**Exercise directions:** Report every line of the data below that contains the word "background", with case counting.

**Input:**
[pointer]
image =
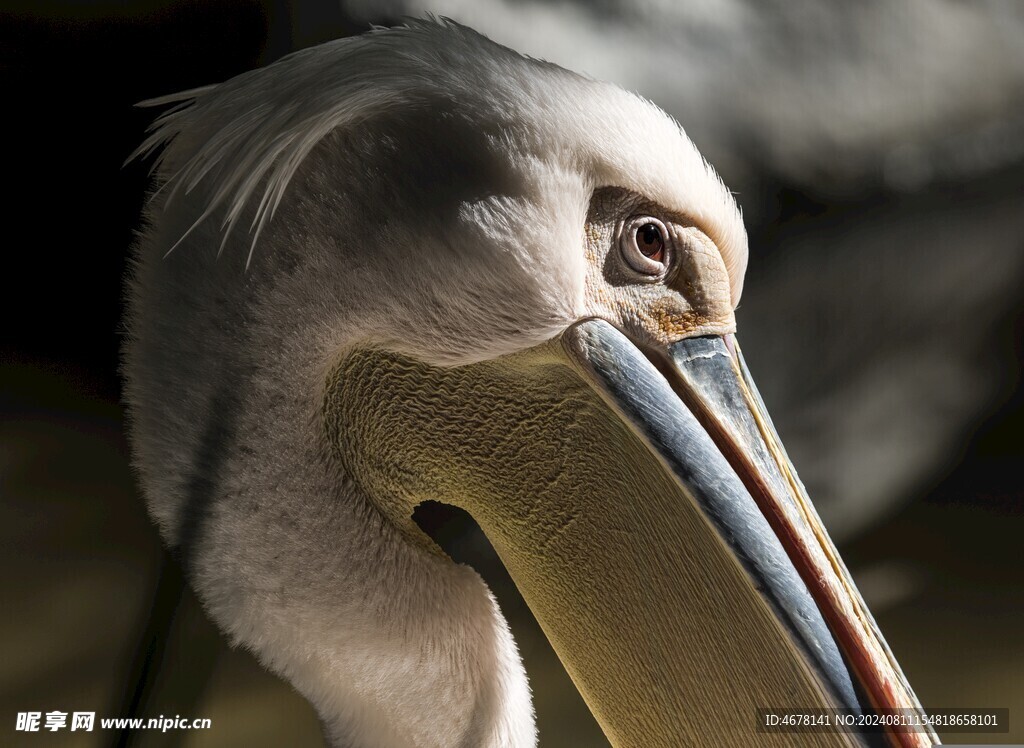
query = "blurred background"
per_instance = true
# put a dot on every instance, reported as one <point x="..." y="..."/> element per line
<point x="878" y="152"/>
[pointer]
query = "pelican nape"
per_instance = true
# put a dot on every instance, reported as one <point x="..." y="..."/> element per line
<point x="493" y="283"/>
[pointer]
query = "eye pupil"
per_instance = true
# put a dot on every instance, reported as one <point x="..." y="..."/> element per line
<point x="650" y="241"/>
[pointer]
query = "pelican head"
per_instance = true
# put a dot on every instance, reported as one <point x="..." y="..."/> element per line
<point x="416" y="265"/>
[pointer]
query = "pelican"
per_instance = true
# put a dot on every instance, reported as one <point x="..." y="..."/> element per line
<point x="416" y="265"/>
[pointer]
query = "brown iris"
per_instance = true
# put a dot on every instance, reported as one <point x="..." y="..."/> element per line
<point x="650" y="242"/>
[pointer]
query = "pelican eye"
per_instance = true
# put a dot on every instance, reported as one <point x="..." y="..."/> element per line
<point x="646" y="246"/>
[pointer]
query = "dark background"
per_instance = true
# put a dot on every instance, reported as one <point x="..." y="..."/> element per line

**Result for this task:**
query = "blurred background"
query = "dark background"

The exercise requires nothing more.